> **Written request**
Copy each of the lines below verbatim, with no alterations of any kind.

> **Extracted entries**
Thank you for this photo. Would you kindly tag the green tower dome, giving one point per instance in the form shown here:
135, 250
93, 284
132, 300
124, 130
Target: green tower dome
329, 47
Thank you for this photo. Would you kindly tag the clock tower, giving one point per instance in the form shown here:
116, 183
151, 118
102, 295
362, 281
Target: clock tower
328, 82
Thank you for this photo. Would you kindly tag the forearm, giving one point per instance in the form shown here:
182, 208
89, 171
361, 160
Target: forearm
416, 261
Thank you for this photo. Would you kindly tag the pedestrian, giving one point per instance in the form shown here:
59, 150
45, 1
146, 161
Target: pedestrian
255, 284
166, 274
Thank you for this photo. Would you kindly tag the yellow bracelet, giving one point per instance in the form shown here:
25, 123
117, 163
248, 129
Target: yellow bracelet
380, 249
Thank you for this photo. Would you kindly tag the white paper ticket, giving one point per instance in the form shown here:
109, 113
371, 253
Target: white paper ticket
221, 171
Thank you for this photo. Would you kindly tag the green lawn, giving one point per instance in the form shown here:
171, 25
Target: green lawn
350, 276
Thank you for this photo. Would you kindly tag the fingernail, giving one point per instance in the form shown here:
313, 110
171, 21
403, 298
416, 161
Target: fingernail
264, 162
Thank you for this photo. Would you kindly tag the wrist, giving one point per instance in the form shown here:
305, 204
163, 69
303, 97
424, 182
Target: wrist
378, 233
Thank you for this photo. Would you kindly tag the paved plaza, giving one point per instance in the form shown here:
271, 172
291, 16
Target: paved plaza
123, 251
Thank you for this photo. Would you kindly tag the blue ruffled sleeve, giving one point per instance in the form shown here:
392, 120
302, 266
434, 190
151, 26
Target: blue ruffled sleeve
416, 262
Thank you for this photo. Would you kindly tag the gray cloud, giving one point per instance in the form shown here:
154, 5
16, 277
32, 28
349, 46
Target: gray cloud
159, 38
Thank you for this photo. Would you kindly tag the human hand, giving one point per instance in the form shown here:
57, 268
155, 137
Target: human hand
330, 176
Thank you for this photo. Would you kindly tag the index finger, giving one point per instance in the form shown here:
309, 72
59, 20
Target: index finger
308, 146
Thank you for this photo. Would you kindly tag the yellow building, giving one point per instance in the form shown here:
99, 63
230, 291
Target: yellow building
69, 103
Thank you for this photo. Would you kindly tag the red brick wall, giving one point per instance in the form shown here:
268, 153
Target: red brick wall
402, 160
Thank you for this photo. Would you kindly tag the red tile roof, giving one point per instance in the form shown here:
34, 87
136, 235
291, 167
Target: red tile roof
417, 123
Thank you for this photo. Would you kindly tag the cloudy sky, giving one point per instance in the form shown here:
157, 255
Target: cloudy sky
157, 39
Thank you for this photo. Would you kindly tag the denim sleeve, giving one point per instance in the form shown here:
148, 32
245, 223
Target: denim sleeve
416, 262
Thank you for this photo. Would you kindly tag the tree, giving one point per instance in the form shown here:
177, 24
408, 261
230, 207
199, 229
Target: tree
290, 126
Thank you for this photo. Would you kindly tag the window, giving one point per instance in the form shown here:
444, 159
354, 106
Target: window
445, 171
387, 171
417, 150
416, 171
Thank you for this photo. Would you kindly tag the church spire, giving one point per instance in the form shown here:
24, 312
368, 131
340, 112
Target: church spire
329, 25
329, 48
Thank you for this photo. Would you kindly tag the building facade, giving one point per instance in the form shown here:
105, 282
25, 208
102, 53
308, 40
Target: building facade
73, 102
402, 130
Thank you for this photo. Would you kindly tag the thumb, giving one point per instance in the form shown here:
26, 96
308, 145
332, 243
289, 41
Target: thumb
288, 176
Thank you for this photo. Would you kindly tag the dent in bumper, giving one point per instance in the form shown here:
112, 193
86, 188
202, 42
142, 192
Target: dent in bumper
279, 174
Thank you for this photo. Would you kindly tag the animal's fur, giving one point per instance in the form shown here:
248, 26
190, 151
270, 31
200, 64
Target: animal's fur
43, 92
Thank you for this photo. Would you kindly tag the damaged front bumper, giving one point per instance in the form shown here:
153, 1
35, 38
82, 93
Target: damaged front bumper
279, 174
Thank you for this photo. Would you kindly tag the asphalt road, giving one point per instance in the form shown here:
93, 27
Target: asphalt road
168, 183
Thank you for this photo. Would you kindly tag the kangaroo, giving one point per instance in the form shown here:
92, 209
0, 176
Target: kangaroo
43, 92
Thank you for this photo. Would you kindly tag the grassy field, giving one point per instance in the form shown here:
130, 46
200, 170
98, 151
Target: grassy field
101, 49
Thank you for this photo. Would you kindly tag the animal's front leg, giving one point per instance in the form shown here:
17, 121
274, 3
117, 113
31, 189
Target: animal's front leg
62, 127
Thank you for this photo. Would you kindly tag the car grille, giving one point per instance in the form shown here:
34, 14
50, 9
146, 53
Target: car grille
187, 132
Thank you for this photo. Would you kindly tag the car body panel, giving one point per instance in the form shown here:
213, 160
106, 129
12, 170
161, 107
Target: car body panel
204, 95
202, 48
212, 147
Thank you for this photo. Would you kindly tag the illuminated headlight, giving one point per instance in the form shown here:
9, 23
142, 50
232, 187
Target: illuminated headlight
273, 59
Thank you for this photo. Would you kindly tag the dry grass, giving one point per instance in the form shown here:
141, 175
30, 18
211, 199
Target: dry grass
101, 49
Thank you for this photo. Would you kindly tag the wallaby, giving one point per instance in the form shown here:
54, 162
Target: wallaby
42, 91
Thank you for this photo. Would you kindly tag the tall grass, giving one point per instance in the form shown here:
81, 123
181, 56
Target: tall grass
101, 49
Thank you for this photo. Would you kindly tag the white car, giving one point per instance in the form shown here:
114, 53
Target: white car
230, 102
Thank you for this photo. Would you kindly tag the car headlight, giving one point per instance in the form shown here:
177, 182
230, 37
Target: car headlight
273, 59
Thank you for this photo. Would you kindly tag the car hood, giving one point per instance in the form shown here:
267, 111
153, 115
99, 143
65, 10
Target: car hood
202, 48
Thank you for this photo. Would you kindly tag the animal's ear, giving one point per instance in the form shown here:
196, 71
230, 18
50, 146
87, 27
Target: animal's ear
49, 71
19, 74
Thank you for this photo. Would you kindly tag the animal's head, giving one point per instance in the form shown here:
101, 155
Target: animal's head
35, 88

> **Correct output**
Thank you for this photo. Would you kindly tag the green tower dome, giving one point per instance in the form shown here:
135, 250
93, 284
132, 300
124, 130
Target: green tower dome
329, 47
Thank you for this photo. Would you kindly tag the clock tower, giving one point per instance in the form shown here:
116, 183
151, 118
102, 295
362, 281
Target: clock tower
328, 82
Thank you for this photo. Would you kindly tag the forearm, giving one point per instance in the form shown here:
182, 208
89, 171
361, 160
Target: forearm
416, 261
Thank you for this photo. Would you kindly tag the pedestrian, giving one point per instance in the form shown here:
59, 150
45, 1
146, 161
Target: pedestrian
255, 284
166, 274
Thank you for this photo. Would you kindly tag the yellow bracelet, giving one point per instance in the form shown here:
25, 123
117, 163
248, 129
Target: yellow bracelet
380, 249
Thank you for this photo. Would you kindly tag the white paper ticket, giving one point per instance in the form shown here:
109, 113
371, 253
Target: white paper ticket
221, 171
Thank you for this photo. Would you kindly tag the green lawn, giving one point per instance in the form shown here:
171, 25
Target: green lawn
350, 276
Thank you for this photo. Would you kindly tag the fingernail, giving one point per instance in the form shown here:
313, 110
171, 21
403, 298
416, 161
Target: fingernail
264, 162
Thank you for this photo. Would you kindly tag the wrist, giving one point per instance in the form shown here:
305, 204
163, 69
303, 97
424, 182
Target: wrist
378, 233
Thank you for this photo. Would you kindly tag the paved plaza, giving one point per instance in the form shown here:
271, 172
291, 16
Target: paved plaza
123, 251
Thank you for this photo. Would you kindly tag the blue ruffled sleeve, giving one point per instance in the form shown here:
392, 120
302, 266
434, 190
151, 26
Target: blue ruffled sleeve
416, 262
Thank you for this photo. Would you kindly tag the gray cloud, giving one point per instance in the form shown here:
154, 5
16, 277
32, 28
349, 46
Target: gray cloud
159, 38
Thank you for this photo. Would you kindly tag the human hand, giving one point per instance in the form shown here:
57, 268
155, 137
Target: human hand
330, 176
Thank you for this photo. Would you kindly tag the index finger, giving one point per instance in the form shown here:
309, 72
59, 20
Target: index finger
308, 146
Thank you for this photo. Would you kindly tag the yellow building, giving one point per instance in the form shown here:
99, 63
230, 291
Target: yellow building
69, 103
Thank you for this photo. Would you kindly tag the red brick wall, giving one point per instance in the form shown here:
268, 153
Target: red brick wall
402, 160
Thank you for this photo. Would you kindly tag the red tile roof, giving one point per instance in the form shown here:
34, 87
136, 235
291, 167
Target: red tile roof
417, 123
Thank you for this photo. Would you kindly tag the cloudy sky, giving one point per instance in the form shown here:
157, 255
Target: cloudy sky
157, 39
Thank you for this photo. Would you kindly tag the denim sleeve, giving one point per instance in the form shown here:
148, 32
245, 223
Target: denim sleeve
416, 262
Thank you for this photo. Would you kindly tag the tree, giving one point per instance in the form shown here:
177, 24
408, 261
230, 207
199, 229
Target: tree
290, 126
Thank you for this photo. Would you kindly tag the window, giving one point per instance in the form shown here:
444, 159
354, 106
Target: window
445, 171
387, 171
417, 150
416, 171
Thank you for this photo. Would you kindly tag the church spire, giving one point per instance in the form shown here:
24, 312
368, 131
340, 112
Target: church spire
329, 25
329, 48
Thank you for this photo. Would you kindly tag the building facade, giving one point per instance in the form shown here:
105, 282
25, 208
102, 53
308, 40
Target: building facade
73, 102
402, 130
Thank you for this photo. Would you kindly tag the thumb, giving one point per instance in the form shown here:
26, 96
308, 145
332, 243
289, 41
Target: thumb
288, 176
Thank you for this photo. Would you kindly tag the dent in bumper, giving one point per instance in the form shown here:
112, 193
86, 188
202, 42
142, 192
Target: dent in bumper
279, 174
Thank you for this photo. Would you kindly tag the animal's fur, giving one point per instance in the form shown here:
248, 26
190, 151
270, 31
200, 64
Target: animal's fur
43, 92
Thank you for this photo. Would you kindly tag the damaged front bumper, giving one point per instance in the form shown here:
153, 1
35, 38
82, 93
Target: damaged front bumper
279, 174
Thank you for this photo. Would you kindly tag the asphalt road, giving one point per instance in the form shown here:
93, 27
Target: asphalt road
168, 183
Thank you for this photo. Would you kindly tag the kangaroo, giving one point per instance in the form shown here:
92, 209
0, 176
Target: kangaroo
43, 92
Thank you for this photo. Would you kindly tag the grassy field, giving one point per instance in the form shown here:
130, 46
200, 170
98, 151
Target: grassy field
101, 49
Thank you for this photo. Would you kindly tag the animal's front leg, giving one point per instance in the form shown here:
17, 121
274, 3
117, 113
31, 189
Target: animal's front leg
62, 127
Thank you for this photo. Would you kindly tag the car grille, giving one point per instance in the form shown here:
34, 14
50, 9
146, 53
Target: car grille
187, 132
Thank you for this photo. Would you kindly tag the car body panel, giving one point per instance in the form shown here:
213, 160
106, 129
12, 170
161, 107
Target: car body panel
204, 95
202, 48
212, 147
Thank you for this photo. Would you kindly tag the illuminated headlight, giving one point per instance in the form shown here:
9, 23
142, 50
232, 187
Target: illuminated headlight
273, 59
Thank you for this photo. Would you kindly tag the dry grass, giving one point per instance in the form shown here:
141, 175
30, 18
211, 199
Target: dry grass
101, 49
Thank you for this photo. Would you kindly tag the wallaby, giving one point per instance in the form shown here:
54, 162
Target: wallaby
42, 91
Thank you for this photo. Would you kindly tag the tall grass, giving one point per instance in the form shown here:
81, 123
181, 56
Target: tall grass
101, 49
Thank you for this photo. Would you kindly tag the white car, giving one point per instance in the form shown here:
114, 53
Target: white car
230, 102
Thank you for this photo. Would you kindly tag the car headlight, giving one point per instance in the form shown here:
177, 182
230, 37
Target: car headlight
273, 59
Thank you for this photo. Would you kindly tag the car hood, giving one point per instance in the form shown here:
267, 111
153, 115
99, 143
65, 10
Target: car hood
202, 48
Thank you for this photo. Would you kindly tag the animal's ear, giving one point per instance in the form shown here:
196, 71
230, 18
50, 146
87, 27
Target: animal's ear
49, 71
19, 74
Thank you for this photo. Would you kindly tag the animal's head, giving one point per instance in the form shown here:
101, 155
Target: animal's head
35, 88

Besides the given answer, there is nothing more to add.